Recorded data
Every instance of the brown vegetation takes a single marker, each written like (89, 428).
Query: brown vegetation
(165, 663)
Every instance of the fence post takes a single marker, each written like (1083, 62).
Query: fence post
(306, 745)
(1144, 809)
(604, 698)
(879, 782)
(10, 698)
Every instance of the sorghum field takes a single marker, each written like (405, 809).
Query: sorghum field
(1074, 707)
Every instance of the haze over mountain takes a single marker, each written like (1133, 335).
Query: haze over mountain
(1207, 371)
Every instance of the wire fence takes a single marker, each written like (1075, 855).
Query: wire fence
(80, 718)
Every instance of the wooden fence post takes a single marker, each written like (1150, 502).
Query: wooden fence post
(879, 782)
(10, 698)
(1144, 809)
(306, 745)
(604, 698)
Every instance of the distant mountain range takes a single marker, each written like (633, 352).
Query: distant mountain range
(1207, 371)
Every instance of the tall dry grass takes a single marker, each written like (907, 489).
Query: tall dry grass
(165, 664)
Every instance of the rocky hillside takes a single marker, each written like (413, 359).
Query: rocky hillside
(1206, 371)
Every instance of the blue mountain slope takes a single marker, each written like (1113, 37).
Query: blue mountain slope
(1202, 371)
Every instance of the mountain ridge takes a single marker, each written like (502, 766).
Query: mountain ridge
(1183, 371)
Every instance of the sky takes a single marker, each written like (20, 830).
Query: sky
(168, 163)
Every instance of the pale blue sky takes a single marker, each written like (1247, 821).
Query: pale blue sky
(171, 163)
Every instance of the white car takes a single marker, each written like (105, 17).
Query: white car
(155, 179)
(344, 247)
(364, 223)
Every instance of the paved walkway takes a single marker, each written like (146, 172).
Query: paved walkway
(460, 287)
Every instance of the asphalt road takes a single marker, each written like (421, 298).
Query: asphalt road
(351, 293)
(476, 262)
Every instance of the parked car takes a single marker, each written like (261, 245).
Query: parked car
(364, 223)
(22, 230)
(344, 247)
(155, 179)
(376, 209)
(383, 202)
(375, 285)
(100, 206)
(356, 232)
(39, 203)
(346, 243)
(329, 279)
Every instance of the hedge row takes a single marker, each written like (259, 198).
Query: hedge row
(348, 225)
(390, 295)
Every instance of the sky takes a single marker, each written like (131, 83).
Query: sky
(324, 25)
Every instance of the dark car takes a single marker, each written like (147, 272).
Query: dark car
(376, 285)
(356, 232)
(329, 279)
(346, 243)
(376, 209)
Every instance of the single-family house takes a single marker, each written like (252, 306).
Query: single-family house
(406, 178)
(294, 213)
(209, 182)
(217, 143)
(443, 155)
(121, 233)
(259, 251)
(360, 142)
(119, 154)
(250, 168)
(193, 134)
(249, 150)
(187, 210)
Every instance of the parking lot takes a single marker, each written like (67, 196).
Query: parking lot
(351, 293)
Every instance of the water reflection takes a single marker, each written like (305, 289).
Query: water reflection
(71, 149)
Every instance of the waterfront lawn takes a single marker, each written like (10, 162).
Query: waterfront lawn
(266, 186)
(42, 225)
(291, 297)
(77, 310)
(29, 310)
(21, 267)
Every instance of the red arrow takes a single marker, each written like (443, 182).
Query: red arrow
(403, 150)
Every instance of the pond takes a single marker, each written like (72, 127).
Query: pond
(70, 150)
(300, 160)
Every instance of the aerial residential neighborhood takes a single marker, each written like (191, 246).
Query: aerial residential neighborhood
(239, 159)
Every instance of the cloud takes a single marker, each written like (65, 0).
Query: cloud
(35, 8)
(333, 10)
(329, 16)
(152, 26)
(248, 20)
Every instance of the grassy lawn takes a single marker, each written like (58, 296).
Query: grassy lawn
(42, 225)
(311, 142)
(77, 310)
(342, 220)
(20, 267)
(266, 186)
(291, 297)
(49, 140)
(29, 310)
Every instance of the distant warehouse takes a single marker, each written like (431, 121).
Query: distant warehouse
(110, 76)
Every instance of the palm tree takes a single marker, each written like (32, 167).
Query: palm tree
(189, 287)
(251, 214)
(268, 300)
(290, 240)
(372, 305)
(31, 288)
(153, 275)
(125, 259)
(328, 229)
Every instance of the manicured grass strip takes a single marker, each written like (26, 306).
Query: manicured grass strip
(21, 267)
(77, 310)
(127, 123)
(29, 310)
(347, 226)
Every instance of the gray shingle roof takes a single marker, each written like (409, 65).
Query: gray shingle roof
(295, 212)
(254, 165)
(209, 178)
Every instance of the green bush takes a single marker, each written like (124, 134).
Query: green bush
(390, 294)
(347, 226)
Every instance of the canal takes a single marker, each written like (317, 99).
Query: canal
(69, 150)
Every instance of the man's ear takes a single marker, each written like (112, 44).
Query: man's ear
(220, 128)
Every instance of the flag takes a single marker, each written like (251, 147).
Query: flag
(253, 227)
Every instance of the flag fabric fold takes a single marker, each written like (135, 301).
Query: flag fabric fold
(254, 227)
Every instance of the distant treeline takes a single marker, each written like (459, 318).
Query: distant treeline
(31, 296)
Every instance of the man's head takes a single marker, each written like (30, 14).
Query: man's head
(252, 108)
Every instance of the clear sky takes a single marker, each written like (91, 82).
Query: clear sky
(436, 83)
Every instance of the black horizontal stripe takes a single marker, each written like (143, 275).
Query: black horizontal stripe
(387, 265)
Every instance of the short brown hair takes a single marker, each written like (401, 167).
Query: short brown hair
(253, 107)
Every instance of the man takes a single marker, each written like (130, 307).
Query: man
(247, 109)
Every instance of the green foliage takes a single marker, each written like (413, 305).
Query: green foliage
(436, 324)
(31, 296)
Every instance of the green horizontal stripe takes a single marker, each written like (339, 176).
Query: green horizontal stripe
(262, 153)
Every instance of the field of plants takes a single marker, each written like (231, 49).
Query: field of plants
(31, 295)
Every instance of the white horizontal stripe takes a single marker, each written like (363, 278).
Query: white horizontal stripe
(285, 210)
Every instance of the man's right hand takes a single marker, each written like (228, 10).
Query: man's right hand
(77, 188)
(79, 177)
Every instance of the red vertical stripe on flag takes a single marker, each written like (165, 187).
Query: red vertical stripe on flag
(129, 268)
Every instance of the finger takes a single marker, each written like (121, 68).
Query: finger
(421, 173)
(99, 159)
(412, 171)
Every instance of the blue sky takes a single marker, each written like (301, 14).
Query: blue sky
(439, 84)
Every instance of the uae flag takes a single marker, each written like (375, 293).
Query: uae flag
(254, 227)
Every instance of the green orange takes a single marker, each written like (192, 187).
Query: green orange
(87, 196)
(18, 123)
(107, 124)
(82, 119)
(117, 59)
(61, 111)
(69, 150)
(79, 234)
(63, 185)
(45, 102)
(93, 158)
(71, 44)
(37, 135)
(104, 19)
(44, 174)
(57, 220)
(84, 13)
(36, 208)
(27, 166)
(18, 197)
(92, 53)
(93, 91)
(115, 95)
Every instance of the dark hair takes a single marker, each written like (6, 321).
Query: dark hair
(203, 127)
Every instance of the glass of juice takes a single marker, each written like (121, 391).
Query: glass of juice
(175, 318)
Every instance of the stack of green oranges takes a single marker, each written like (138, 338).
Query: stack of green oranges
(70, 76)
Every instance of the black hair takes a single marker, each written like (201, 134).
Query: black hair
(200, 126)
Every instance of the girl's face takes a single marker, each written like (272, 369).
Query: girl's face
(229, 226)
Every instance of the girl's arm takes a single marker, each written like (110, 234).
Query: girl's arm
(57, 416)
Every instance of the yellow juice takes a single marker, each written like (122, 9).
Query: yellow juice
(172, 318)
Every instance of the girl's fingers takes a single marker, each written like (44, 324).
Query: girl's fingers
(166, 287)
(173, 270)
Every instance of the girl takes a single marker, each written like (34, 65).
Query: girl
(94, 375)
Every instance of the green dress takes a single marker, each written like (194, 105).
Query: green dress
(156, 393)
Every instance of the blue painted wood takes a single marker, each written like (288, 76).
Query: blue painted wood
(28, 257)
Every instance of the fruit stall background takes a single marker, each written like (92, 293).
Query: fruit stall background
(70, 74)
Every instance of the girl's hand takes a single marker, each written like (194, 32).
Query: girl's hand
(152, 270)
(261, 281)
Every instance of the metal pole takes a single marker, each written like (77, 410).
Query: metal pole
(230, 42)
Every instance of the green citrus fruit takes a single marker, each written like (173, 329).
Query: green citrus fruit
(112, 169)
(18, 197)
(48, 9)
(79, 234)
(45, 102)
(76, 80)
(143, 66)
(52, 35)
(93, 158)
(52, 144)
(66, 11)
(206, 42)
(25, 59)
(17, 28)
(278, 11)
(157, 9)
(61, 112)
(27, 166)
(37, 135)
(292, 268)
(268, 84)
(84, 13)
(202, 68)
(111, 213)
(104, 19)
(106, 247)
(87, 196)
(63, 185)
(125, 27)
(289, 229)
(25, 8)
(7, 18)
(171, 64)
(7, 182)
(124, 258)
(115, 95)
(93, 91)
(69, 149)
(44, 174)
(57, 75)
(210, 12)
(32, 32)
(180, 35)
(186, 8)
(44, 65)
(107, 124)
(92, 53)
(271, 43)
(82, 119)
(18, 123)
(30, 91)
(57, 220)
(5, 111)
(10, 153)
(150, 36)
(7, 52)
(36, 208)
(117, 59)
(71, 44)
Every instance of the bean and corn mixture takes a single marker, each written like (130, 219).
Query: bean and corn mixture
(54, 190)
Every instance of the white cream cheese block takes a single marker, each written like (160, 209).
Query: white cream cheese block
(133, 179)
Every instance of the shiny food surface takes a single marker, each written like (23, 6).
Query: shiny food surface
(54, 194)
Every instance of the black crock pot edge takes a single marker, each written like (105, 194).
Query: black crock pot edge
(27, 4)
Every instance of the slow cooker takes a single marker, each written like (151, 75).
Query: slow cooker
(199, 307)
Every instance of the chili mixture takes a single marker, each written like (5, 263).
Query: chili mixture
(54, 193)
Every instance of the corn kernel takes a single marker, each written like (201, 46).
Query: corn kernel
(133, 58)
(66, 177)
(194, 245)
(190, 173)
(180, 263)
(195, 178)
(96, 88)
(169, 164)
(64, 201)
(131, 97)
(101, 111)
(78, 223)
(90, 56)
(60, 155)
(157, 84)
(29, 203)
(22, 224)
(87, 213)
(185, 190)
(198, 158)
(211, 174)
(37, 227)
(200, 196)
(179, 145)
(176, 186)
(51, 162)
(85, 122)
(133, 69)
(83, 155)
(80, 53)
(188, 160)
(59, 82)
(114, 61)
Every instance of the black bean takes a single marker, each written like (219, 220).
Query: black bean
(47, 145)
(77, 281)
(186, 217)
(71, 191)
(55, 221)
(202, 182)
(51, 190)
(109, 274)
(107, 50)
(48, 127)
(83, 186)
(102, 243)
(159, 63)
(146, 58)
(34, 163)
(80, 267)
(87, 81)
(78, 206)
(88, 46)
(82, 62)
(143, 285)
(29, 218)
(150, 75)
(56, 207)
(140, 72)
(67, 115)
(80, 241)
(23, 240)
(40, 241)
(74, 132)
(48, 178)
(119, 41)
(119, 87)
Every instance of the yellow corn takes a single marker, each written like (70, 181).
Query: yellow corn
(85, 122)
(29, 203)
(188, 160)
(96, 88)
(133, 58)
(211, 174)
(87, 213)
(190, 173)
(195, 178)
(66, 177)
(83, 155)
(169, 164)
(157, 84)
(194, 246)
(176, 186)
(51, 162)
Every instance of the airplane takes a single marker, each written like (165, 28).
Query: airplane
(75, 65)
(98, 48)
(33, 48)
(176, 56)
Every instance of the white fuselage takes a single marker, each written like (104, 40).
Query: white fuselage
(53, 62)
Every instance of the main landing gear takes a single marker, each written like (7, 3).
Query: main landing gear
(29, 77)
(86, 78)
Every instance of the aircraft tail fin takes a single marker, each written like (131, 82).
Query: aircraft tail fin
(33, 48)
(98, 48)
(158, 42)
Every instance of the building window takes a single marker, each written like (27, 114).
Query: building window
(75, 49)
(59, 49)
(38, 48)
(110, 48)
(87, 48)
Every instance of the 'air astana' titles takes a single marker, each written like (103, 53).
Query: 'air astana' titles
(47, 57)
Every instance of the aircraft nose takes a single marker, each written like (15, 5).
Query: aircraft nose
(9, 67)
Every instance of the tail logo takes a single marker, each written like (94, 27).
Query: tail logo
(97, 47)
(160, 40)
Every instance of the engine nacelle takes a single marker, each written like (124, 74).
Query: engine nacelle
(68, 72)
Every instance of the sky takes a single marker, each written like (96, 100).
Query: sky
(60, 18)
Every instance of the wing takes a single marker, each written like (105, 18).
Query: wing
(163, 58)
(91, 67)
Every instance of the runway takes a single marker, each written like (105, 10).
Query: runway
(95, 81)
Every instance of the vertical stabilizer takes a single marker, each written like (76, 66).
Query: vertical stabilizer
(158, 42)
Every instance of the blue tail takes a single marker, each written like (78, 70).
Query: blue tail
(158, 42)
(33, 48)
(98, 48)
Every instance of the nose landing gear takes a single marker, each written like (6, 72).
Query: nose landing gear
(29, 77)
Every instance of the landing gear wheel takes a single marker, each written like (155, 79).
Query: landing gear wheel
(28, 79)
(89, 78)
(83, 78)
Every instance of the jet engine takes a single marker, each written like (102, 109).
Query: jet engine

Stated task
Change "marker" to "pin" in the entries from the start up to and including the line with "(1183, 371)", and give those lines again with nothing else altered.

Written solution
Every instance of the brown vegetation takes a single pin, each written like (89, 428).
Query: brown vegetation
(165, 663)
Every instance of the fence post takes a single pin, each written like (1083, 62).
Query: fence post
(306, 745)
(1144, 809)
(604, 698)
(879, 782)
(10, 698)
Every instance of the sorghum field takes a single pin, each written like (405, 809).
Query: sorghum field
(1074, 707)
Every instance of the haze over mountain takes a single pin, each written like (1133, 335).
Query: haze over mountain
(1207, 371)
Every instance of the wire fence takes a single pin, each written like (1075, 855).
Query: wire fence
(80, 718)
Every instance of the wooden fence post takes a single pin, each written like (1150, 502).
Query: wooden fence post
(879, 782)
(10, 698)
(1144, 809)
(306, 745)
(604, 698)
Every instance of the distant mountain range takes a single pin, each written like (633, 352).
Query: distant mountain range
(1207, 371)
Every instance of the tall dry grass takes a single pin, each written like (907, 489).
Query: tall dry grass
(165, 664)
Every instance of the rocky hillside takes a single pin, each written like (413, 359).
Query: rocky hillside
(1206, 371)
Every instance of the blue mountain slope takes a single pin, each written like (1113, 37).
Query: blue mountain slope
(1202, 371)
Every instance of the mountain ridge takes a single pin, each written like (502, 766).
Query: mountain ridge
(1183, 371)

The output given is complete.